* start *
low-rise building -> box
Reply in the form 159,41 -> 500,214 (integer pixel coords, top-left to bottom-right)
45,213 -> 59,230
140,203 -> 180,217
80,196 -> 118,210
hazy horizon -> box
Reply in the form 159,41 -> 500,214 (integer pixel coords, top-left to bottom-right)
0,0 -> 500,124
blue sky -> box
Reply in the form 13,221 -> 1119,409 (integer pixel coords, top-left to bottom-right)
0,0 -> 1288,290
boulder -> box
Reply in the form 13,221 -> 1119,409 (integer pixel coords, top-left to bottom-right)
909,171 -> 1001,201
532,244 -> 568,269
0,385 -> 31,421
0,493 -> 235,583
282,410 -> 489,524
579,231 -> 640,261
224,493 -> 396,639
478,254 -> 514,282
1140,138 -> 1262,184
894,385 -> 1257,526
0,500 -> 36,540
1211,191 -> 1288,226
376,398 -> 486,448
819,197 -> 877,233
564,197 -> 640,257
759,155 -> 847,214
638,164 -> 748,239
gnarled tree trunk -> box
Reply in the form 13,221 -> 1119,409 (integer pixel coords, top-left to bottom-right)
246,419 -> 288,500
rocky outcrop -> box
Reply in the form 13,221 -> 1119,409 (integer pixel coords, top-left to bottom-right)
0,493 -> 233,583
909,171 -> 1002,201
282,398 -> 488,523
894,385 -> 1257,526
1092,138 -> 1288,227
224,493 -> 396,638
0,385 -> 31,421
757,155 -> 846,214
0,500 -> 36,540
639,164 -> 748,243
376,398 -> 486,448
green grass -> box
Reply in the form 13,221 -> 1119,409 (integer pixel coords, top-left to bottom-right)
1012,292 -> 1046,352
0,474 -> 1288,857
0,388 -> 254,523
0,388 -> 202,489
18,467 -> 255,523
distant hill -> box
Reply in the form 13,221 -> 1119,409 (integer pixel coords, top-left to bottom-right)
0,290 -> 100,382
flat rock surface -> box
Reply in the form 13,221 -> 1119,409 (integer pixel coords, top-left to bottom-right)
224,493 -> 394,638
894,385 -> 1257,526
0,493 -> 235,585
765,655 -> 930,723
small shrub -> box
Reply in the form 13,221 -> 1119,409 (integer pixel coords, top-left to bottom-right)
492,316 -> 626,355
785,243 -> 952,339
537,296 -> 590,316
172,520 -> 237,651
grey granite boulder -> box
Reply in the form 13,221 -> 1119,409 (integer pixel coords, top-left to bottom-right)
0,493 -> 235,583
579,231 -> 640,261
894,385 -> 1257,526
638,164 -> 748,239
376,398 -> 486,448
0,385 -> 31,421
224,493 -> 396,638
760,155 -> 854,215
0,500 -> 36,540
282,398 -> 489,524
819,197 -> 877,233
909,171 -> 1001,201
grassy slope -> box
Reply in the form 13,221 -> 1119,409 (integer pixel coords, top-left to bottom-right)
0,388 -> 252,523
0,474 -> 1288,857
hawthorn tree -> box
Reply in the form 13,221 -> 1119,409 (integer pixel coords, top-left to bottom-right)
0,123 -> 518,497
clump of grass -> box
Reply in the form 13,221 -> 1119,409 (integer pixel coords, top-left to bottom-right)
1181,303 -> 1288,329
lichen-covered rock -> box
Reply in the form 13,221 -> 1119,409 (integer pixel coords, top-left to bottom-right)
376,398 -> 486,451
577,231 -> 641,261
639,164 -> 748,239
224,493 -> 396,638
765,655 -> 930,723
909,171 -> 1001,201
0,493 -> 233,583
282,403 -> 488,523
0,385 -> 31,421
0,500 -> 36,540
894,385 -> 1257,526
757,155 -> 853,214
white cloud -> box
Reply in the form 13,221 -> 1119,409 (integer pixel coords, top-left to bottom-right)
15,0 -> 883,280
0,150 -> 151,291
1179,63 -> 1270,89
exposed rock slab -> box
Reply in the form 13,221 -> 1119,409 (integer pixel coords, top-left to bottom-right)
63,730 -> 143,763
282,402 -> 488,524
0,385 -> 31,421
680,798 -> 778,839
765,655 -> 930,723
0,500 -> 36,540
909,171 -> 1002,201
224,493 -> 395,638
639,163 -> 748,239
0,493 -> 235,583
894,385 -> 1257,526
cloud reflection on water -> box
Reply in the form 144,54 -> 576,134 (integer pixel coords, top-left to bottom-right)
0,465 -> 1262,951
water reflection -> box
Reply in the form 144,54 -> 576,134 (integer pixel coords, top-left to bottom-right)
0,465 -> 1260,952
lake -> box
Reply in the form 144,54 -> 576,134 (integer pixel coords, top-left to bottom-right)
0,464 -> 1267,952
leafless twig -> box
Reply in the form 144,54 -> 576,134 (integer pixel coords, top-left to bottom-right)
* end *
YOUR INSTRUCTIONS> Quote each line of the listing above exactly.

ANSWER FOR THE TASK>
low-rise building -> box
Reply in the form 159,41 -> 500,214 (integer pixel coords, top-left to bottom-right)
45,213 -> 59,230
140,203 -> 180,217
80,196 -> 118,210
hazy horizon -> box
Reply in the form 159,41 -> 500,214 (integer pixel coords, top-left to bottom-right)
0,0 -> 500,124
blue sky -> box
Reply in the form 13,221 -> 1119,409 (integer pixel coords, top-left to bottom-right)
0,0 -> 1288,290
boulder -> box
Reply in the form 13,221 -> 1119,409 (integer pixel coords, top-left to bottom-right)
909,171 -> 1001,201
532,244 -> 568,269
0,385 -> 31,421
0,493 -> 235,583
282,410 -> 489,524
579,231 -> 640,261
224,493 -> 396,639
478,254 -> 514,282
1140,138 -> 1262,184
894,385 -> 1257,526
0,500 -> 36,540
1211,191 -> 1288,226
376,398 -> 486,448
819,197 -> 877,233
564,197 -> 640,257
759,155 -> 847,214
638,164 -> 748,239
gnarled tree trunk -> box
Reply in the form 13,221 -> 1119,409 (integer pixel coords, top-left to bottom-right)
246,419 -> 288,500
rocky outcrop -> box
Reply in the form 13,221 -> 1119,409 (integer pixel coords, top-left to bottom-right)
0,493 -> 233,583
909,171 -> 1002,201
282,398 -> 488,523
894,385 -> 1257,526
1092,138 -> 1288,227
224,493 -> 396,638
0,385 -> 31,421
757,155 -> 846,214
0,500 -> 36,540
639,164 -> 748,243
376,398 -> 486,448
green grass -> box
Reply in the form 13,221 -> 1119,409 (integer pixel coords, top-left to bottom-right)
1012,292 -> 1046,352
0,474 -> 1288,857
0,388 -> 254,523
0,388 -> 202,489
18,467 -> 255,523
distant hill -> box
Reply in the form 13,221 -> 1119,409 (integer pixel coords, top-left to bottom-right)
0,290 -> 100,382
flat rock surface -> box
Reply in the form 13,221 -> 1119,409 (integer pixel coords, top-left to bottom-right)
224,493 -> 394,638
894,385 -> 1257,526
0,493 -> 235,585
765,655 -> 930,723
small shrub -> box
Reply in the form 13,221 -> 1119,409 (integer pixel coords, top-left to bottom-right)
492,316 -> 626,355
785,243 -> 952,339
537,296 -> 590,316
172,520 -> 237,651
grey granite boulder -> box
Reply in the form 13,221 -> 1119,409 (integer pixel coords, top-left to bottom-right)
0,493 -> 235,583
579,231 -> 640,261
894,385 -> 1257,526
638,164 -> 748,239
376,398 -> 486,448
0,385 -> 31,421
224,493 -> 396,638
760,155 -> 854,215
0,500 -> 36,540
282,398 -> 489,524
819,197 -> 877,233
909,171 -> 1001,201
grassy slope -> box
Reply in the form 13,221 -> 1119,409 (integer pixel coords, top-left to bottom-right)
0,388 -> 252,523
0,474 -> 1288,857
hawthorn tree -> box
Reply in the form 13,221 -> 1119,409 (integer pixel coords, top-left to bottom-right)
0,123 -> 518,497
clump of grass -> box
Reply in the form 13,221 -> 1119,409 (integer pixel coords, top-left to bottom-right)
1181,303 -> 1288,329
lichen-covered rock -> box
Reply in the form 13,221 -> 1119,409 (integer pixel coords, top-left to bottom-right)
376,398 -> 486,451
577,231 -> 641,261
639,164 -> 748,239
224,493 -> 396,638
765,655 -> 930,723
909,171 -> 1001,201
0,493 -> 233,583
282,403 -> 488,523
0,385 -> 31,421
0,500 -> 36,540
894,385 -> 1257,526
757,155 -> 853,214
white cloud -> box
Reply in the form 13,221 -> 1119,409 (integer pixel coords, top-left to bottom-right)
15,0 -> 883,280
0,150 -> 151,291
1179,63 -> 1270,89
exposed rock slab -> box
Reply in the form 13,221 -> 1119,409 (integer pixel coords, top-left to bottom-right)
63,730 -> 143,763
282,402 -> 488,524
0,385 -> 31,421
680,798 -> 778,839
765,655 -> 930,723
0,500 -> 36,540
909,171 -> 1002,201
224,493 -> 395,638
639,163 -> 748,239
0,493 -> 235,583
894,385 -> 1257,526
cloud reflection on water -> box
Reply in the form 144,54 -> 576,134 (integer pixel coords, top-left to bottom-right)
0,465 -> 1262,951
water reflection -> box
Reply in the form 144,54 -> 576,134 (integer pixel coords, top-left to bottom-right)
0,465 -> 1260,952
lake -> box
Reply in the form 144,54 -> 576,134 (integer pixel coords, top-left to bottom-right)
0,464 -> 1267,952
leafless twig -> box
Reply in the form 144,54 -> 576,134 (integer pixel coords, top-left to bottom-right)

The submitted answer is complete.